_Passage shown_
----

Re: Official Linux system wrapper library?

From: Zack Weinberg
Date: Mon Nov 12 2018 - 12:41:26 EST


Daniel Colascione <dancol@xxxxxxxxxx> wrote:
> >> If the kernel provides a system call, libc should provide a C wrapper
> >> for it, even if in the opinion of the libc maintainers, that system
> >> call is flawed.

I would like to state general support for this principle; in fact, I
seriously considered preparing patches that made exactly this change,
about a year ago, posting them, and calling for objections. Then
$dayjob ate all my hacking time (and is still doing so, alas).

Nonetheless I do think there are exceptions, such as those that are
completely obsolete (bdflush, socketcall) and those that cannot be
used without stomping on glibc's own data structures (set_robust_list
is the only one of these I know about off the top of my head, but
there may well be others).

Daniel Colascione <dancol@xxxxxxxxxx> wrote:
> We can learn something from how Windows does things. On that system,
> what we think of as "libc" is actually two parts. (More, actually, but
> I'm simplifying.) At the lowest level, you have the semi-documented
> ntdll.dll, which contains raw system call wrappers and arcane
> kernel-userland glue. On top of ntdll live the "real" libc
> (msvcrt.dll, kernel32.dll, etc.) that provide conventional
> application-level glue.

This is an appealing idea at first sight; there are several other
constituencies for it besides frustrated kernel hackers, such as
alternative system programming languages (Rust, Go) that want to
minimize dependencies on legacy "C library" functionality. If we
could find a clean way to do it, I would support it.

----

_What you should do_
Reproduce, word for word, the portion of the message on an official Linux system wrapper library that begins with the words containing "I would like" and ends with "well be others).".

_Record list_
----

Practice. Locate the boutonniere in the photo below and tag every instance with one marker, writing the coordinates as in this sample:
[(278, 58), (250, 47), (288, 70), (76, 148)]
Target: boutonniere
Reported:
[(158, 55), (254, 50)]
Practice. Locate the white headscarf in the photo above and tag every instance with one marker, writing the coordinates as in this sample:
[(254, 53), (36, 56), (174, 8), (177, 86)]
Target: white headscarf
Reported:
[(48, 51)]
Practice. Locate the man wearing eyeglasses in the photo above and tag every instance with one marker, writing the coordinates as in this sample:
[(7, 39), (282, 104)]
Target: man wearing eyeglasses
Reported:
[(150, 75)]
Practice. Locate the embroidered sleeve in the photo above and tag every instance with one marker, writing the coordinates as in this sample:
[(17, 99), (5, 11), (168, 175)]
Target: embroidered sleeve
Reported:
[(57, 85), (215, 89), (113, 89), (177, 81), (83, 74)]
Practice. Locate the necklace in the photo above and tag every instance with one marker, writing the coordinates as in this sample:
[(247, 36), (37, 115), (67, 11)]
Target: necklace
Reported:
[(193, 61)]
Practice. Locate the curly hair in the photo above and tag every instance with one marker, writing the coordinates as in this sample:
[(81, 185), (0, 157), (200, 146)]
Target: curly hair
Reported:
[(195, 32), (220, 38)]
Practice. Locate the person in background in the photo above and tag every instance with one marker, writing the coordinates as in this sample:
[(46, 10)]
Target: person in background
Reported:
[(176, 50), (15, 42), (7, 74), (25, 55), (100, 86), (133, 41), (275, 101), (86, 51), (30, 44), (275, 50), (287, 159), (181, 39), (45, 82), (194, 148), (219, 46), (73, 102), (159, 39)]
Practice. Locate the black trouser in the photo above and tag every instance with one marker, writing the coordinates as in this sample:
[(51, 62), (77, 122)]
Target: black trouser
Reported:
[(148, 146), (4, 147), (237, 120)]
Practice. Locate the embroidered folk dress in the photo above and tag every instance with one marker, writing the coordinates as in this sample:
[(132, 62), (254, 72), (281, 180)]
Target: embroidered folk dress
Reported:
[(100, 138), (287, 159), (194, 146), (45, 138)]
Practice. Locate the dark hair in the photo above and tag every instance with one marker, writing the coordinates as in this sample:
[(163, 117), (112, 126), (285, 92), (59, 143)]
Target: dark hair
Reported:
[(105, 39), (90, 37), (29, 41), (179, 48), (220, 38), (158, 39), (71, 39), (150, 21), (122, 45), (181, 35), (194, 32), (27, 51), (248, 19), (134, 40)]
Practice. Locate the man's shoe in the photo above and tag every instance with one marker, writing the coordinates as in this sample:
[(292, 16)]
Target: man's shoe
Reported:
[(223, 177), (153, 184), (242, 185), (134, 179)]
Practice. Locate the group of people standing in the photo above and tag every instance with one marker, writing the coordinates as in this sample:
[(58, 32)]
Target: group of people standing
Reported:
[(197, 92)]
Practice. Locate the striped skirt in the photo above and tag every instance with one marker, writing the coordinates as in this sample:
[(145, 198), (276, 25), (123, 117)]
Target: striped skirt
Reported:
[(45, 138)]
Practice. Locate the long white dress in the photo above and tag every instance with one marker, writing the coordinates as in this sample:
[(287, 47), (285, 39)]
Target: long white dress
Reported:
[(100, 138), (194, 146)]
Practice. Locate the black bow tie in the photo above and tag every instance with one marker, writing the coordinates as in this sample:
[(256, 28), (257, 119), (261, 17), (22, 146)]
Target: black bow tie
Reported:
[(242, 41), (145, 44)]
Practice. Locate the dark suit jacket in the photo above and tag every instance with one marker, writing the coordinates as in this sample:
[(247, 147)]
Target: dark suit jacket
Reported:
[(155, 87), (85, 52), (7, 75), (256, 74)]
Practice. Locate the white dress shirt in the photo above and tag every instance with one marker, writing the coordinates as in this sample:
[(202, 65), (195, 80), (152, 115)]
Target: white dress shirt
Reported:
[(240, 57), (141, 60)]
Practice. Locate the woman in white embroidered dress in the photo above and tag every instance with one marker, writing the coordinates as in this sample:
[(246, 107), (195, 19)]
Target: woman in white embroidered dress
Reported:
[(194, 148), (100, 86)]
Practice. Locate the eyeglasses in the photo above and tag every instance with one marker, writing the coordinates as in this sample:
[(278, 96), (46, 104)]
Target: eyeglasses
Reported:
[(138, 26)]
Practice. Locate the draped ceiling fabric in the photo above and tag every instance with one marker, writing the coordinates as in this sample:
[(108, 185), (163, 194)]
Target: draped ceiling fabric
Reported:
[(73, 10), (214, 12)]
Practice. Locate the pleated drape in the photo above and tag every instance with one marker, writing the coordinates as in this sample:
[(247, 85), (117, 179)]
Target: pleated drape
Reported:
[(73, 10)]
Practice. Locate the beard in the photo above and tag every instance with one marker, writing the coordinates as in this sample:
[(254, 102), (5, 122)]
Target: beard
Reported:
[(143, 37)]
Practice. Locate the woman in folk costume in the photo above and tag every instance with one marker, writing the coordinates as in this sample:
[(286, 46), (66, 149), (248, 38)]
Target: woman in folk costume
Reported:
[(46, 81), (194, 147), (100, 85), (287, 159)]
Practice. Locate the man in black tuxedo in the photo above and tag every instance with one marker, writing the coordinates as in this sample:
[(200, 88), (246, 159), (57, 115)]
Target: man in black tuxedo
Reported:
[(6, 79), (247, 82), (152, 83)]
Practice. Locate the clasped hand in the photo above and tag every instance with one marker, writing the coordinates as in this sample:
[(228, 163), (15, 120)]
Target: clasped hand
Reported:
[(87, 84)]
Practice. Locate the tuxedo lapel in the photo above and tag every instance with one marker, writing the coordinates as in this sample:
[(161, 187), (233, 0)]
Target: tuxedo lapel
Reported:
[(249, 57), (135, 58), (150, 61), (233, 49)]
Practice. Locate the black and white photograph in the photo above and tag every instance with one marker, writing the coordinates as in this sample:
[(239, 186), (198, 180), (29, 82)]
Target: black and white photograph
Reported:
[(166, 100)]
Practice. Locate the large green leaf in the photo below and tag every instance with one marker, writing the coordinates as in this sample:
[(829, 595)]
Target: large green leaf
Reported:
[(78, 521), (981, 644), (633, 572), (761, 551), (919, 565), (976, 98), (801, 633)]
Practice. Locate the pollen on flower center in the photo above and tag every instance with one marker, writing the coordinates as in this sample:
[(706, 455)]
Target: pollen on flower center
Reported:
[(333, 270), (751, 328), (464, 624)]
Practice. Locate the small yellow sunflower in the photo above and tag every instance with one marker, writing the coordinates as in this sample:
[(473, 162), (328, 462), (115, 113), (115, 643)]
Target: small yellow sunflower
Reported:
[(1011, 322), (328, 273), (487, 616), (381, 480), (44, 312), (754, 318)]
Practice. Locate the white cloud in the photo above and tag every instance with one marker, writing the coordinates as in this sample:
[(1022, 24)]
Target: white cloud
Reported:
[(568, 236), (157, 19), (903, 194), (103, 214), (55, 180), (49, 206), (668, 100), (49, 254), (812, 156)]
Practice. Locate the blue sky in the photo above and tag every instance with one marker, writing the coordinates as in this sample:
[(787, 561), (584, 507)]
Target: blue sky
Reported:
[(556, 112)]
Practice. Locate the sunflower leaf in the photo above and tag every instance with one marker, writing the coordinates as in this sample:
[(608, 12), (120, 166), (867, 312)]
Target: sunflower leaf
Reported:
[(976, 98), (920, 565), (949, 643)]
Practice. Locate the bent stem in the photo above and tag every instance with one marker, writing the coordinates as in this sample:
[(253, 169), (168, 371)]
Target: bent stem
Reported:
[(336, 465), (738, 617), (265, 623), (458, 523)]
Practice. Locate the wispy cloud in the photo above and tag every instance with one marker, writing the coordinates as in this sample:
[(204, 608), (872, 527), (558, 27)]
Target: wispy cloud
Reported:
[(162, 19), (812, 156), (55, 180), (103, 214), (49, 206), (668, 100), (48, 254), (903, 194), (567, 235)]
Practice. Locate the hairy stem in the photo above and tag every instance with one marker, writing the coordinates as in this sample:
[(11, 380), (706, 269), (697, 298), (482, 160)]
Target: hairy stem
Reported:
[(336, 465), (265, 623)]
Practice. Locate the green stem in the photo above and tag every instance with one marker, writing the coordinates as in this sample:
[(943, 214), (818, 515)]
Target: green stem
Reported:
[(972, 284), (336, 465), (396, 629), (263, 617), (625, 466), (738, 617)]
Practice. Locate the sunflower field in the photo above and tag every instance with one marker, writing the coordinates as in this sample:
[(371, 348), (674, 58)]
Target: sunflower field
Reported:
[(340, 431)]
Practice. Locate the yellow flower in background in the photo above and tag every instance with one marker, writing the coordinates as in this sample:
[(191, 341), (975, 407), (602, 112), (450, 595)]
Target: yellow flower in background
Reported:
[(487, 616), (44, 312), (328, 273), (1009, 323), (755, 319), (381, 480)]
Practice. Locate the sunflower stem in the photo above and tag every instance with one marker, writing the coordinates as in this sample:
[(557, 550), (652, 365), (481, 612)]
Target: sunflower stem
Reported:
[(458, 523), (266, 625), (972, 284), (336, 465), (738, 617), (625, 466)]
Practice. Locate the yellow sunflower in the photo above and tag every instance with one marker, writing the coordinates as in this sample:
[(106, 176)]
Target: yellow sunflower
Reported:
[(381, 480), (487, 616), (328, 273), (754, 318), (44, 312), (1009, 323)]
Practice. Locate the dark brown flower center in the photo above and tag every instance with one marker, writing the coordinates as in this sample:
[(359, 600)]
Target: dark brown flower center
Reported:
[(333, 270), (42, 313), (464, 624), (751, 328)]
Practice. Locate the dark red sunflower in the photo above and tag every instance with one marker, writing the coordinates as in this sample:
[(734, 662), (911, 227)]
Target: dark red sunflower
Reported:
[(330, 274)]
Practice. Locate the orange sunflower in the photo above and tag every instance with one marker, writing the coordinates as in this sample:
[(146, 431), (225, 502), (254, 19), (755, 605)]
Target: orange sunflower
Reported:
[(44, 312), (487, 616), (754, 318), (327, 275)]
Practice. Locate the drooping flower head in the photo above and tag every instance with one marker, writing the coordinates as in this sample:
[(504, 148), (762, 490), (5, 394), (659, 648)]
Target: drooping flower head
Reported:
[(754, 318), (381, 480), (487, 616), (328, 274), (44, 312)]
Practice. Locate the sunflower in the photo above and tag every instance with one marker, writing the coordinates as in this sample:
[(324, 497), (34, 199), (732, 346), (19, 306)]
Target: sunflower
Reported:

----

_The result_
I would like to state general support for this principle; in fact, I
seriously considered preparing patches that made exactly this change,
about a year ago, posting them, and calling for objections. Then
$dayjob ate all my hacking time (and is still doing so, alas).

Nonetheless I do think there are exceptions, such as those that are
completely obsolete (bdflush, socketcall) and those that cannot be
used without stomping on glibc's own data structures (set_robust_list
is the only one of these I know about off the top of my head, but
there may well be others).